[Extracted records]
☆ ☆ ☆ ☆
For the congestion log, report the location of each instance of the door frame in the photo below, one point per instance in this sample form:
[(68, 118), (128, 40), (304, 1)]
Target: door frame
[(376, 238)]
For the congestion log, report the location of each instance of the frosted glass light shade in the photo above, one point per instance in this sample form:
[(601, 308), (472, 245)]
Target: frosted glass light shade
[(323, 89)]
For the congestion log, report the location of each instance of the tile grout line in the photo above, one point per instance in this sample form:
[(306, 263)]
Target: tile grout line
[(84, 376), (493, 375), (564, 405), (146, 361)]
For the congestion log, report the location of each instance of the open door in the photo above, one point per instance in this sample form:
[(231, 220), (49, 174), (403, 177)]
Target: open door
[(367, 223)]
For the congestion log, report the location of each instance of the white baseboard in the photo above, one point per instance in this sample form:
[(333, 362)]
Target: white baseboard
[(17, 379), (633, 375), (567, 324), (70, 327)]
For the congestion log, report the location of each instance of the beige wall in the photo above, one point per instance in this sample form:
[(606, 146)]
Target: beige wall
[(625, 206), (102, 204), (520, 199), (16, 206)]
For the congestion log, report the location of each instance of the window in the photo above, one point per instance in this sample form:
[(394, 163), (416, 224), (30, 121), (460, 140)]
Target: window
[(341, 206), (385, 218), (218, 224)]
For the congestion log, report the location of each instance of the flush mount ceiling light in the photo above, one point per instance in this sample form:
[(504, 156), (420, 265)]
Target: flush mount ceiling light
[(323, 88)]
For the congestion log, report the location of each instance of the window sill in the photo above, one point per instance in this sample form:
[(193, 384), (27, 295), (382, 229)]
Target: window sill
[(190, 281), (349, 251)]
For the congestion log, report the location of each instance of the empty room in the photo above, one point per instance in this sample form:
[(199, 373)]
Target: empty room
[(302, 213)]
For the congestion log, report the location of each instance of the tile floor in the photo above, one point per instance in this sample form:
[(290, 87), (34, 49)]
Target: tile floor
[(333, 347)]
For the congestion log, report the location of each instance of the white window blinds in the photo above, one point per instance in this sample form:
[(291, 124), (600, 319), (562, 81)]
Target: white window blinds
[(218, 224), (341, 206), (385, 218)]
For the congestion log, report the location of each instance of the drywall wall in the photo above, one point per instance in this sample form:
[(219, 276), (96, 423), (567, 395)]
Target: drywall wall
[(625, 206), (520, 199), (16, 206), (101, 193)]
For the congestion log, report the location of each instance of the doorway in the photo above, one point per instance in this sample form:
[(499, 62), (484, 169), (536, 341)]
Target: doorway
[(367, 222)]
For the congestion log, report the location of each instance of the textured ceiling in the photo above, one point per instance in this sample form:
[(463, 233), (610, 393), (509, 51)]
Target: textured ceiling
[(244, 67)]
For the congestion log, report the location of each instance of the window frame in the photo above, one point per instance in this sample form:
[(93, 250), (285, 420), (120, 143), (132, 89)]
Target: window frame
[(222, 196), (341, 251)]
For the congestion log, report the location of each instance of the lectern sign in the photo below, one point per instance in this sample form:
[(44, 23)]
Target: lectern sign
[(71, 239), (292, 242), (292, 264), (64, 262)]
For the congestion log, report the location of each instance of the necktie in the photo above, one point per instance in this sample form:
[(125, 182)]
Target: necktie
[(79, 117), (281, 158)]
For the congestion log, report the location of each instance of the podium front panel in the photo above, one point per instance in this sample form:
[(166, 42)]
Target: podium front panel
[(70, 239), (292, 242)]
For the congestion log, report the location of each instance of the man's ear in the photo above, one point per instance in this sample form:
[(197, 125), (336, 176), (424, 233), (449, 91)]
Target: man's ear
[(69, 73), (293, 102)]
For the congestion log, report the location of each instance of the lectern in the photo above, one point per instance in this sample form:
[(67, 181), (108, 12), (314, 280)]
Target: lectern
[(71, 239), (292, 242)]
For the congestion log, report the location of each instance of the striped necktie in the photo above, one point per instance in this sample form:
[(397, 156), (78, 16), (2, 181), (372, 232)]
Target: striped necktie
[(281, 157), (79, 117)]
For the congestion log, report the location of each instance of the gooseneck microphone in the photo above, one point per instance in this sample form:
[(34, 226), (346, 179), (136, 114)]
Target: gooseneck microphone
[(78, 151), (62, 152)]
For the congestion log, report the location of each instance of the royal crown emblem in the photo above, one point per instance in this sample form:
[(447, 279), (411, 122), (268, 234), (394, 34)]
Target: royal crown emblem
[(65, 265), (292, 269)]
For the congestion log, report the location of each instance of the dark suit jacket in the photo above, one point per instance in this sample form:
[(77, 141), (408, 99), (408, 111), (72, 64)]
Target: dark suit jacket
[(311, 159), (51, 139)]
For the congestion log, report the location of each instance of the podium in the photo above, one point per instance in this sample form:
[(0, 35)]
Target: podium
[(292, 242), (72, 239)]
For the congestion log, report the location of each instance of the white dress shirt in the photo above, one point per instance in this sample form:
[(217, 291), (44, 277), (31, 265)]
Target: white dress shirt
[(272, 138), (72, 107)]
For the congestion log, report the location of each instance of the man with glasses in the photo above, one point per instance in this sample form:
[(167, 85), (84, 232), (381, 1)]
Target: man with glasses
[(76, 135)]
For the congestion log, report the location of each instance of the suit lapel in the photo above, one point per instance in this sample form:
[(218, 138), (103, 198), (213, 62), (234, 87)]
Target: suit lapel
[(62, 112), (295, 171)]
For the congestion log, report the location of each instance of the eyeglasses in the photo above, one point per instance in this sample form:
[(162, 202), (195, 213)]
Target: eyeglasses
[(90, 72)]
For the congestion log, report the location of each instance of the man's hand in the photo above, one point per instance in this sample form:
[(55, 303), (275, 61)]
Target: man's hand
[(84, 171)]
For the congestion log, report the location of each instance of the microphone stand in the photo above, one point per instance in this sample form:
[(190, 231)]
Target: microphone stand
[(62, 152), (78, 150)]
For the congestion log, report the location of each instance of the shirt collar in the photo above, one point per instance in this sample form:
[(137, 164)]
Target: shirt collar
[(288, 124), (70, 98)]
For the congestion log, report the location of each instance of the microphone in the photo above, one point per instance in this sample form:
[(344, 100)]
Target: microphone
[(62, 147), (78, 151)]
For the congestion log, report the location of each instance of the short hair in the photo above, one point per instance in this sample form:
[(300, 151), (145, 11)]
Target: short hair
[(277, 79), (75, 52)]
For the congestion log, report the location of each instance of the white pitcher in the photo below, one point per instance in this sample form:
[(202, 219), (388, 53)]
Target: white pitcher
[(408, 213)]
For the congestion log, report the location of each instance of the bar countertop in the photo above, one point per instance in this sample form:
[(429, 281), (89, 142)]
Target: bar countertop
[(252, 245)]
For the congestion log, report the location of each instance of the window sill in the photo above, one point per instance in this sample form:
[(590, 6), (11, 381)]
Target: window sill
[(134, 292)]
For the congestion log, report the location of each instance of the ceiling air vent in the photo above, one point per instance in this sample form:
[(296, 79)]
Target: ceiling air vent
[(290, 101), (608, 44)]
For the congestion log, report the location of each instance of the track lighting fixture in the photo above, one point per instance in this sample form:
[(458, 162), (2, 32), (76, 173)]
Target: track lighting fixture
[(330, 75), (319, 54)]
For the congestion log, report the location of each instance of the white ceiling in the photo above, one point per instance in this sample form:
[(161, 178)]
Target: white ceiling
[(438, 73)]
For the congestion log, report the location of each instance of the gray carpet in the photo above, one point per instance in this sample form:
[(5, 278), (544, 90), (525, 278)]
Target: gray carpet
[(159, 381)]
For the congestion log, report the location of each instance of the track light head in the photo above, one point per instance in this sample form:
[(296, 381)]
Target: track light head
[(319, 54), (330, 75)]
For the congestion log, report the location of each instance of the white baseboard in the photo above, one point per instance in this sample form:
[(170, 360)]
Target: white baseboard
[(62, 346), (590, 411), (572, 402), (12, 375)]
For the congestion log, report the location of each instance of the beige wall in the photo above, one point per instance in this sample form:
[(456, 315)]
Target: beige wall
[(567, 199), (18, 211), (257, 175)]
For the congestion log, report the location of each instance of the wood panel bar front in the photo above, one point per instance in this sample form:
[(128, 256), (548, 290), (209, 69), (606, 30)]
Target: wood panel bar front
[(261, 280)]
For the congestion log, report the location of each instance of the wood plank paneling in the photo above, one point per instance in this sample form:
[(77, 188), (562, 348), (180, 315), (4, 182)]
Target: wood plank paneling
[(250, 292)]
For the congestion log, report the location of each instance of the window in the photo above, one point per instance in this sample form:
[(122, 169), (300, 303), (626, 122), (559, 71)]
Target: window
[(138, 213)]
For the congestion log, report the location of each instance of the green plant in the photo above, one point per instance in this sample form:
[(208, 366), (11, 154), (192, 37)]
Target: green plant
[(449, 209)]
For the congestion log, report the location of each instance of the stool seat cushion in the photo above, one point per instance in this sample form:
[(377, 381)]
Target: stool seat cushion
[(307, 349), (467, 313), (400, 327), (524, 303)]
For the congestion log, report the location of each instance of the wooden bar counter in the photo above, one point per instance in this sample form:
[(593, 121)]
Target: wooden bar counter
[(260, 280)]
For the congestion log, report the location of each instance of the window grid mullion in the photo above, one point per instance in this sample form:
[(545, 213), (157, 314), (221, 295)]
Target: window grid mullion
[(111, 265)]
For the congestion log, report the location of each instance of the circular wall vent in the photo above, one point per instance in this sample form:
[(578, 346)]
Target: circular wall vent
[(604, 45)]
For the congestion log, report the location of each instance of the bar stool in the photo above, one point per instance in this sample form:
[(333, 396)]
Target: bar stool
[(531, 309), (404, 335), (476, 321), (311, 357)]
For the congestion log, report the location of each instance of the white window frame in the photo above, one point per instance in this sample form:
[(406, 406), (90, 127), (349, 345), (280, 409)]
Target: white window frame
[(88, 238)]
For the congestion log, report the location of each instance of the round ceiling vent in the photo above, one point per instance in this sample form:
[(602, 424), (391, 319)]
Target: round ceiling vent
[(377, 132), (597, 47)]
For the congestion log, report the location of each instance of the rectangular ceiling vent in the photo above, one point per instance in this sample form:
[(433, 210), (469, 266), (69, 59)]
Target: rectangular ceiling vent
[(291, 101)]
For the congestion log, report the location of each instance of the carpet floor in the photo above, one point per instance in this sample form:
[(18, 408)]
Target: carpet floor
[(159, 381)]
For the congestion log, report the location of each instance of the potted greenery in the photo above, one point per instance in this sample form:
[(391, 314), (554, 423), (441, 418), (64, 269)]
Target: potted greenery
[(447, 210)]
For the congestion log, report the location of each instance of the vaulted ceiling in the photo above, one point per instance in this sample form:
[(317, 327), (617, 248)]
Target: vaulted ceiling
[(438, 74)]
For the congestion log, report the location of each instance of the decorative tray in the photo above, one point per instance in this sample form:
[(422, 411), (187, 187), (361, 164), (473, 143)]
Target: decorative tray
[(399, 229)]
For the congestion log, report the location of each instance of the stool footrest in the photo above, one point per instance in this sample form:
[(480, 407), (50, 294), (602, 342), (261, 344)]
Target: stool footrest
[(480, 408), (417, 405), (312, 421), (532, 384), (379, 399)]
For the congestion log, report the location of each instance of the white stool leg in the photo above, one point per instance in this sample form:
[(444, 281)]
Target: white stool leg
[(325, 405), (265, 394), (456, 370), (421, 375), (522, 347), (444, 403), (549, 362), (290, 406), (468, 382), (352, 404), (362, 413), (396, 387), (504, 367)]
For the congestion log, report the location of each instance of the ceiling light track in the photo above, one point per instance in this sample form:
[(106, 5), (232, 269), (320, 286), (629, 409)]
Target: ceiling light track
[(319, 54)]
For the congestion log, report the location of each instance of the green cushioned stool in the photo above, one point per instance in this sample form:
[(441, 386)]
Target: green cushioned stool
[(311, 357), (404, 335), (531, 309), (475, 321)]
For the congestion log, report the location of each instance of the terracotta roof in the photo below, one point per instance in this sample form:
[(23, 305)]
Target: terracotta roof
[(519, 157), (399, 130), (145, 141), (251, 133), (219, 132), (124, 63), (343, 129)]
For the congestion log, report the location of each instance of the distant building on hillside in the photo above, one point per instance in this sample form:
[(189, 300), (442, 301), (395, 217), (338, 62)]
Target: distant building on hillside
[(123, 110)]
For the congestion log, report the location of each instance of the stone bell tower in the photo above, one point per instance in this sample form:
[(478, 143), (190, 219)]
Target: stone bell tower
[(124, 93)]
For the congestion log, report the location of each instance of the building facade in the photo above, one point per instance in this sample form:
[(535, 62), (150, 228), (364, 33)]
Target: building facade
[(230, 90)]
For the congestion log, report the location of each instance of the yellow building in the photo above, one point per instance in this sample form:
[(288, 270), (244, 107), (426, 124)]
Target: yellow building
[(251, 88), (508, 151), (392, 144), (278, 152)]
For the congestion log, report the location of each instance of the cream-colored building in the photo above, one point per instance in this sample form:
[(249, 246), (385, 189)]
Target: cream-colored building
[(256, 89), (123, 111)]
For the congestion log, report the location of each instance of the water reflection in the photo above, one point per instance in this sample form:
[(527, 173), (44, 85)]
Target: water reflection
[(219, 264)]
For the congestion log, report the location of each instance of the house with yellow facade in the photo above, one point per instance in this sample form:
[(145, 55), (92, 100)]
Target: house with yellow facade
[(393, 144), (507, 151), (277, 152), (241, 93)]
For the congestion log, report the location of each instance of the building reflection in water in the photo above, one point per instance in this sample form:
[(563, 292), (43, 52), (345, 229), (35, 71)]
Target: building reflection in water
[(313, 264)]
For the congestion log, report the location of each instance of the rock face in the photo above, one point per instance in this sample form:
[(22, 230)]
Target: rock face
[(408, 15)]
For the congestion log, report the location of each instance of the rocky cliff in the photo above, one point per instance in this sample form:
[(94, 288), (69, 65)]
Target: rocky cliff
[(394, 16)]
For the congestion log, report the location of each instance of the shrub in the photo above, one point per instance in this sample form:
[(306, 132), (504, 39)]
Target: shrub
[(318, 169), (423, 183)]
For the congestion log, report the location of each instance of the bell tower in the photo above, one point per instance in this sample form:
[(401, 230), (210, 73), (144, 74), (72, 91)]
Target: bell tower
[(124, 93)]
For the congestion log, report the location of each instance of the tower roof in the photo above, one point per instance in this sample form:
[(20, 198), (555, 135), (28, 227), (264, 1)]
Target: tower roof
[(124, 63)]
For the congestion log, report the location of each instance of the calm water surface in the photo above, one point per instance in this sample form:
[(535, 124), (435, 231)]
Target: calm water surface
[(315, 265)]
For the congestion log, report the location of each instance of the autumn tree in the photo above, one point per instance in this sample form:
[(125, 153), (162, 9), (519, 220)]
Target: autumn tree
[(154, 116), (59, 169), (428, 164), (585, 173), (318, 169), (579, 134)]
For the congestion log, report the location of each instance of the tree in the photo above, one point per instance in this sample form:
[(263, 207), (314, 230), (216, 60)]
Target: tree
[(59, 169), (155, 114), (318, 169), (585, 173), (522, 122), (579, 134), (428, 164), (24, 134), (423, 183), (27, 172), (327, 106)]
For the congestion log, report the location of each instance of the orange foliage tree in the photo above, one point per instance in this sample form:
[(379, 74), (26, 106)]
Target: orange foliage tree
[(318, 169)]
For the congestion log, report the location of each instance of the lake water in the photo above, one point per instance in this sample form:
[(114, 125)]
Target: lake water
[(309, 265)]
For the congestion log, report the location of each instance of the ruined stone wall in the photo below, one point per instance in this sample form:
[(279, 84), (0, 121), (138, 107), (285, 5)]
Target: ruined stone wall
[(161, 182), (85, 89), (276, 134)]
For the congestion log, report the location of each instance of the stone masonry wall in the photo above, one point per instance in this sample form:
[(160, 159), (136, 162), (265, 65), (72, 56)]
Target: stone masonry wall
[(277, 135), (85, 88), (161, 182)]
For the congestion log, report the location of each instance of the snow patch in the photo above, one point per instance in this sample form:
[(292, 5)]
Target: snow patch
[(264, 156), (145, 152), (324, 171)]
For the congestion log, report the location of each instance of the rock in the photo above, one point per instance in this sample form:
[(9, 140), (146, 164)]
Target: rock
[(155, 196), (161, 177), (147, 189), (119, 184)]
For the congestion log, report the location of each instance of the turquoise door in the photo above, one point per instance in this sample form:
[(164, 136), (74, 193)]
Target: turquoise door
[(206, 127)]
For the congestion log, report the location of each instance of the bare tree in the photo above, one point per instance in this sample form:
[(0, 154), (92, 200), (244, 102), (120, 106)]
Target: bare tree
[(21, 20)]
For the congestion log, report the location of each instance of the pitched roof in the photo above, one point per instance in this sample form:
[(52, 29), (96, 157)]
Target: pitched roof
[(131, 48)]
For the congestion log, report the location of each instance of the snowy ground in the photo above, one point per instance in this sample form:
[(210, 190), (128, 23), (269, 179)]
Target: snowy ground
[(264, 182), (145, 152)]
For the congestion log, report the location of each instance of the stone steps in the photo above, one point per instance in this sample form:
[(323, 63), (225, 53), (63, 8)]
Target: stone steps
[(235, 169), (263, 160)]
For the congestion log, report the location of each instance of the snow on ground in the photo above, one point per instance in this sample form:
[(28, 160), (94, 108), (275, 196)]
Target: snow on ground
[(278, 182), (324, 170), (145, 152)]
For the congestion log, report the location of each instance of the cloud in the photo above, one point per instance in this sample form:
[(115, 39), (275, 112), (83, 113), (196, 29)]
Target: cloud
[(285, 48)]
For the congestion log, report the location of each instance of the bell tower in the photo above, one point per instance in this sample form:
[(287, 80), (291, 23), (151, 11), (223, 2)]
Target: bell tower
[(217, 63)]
☆ ☆ ☆ ☆
Do this ▸ Transcribe exactly, and only, the lines from the one bearing "the stone steps" through the last line of the entries, counting both.

Task answer ▸
For the congestion log, report the location of each instance of the stone steps in the photo above, one point per instance in this sample form:
[(323, 63), (225, 53), (63, 8)]
Target: stone steps
[(235, 169), (263, 160)]
For the congestion log, report the location of each instance of the snow on ground in the photo above, one point per instance in this sample form:
[(28, 160), (94, 108), (275, 196)]
Target: snow on ground
[(278, 182), (324, 170), (145, 152)]
For the congestion log, report the location of each instance of the cloud in the photo above, one point per instance in this sample form:
[(115, 39), (275, 112), (83, 113), (196, 29)]
Target: cloud
[(285, 48)]
For the congestion log, report the location of each instance of the bell tower in the photo above, one point per instance in this sample form:
[(287, 80), (291, 23), (151, 11), (223, 2)]
Target: bell tower
[(217, 63)]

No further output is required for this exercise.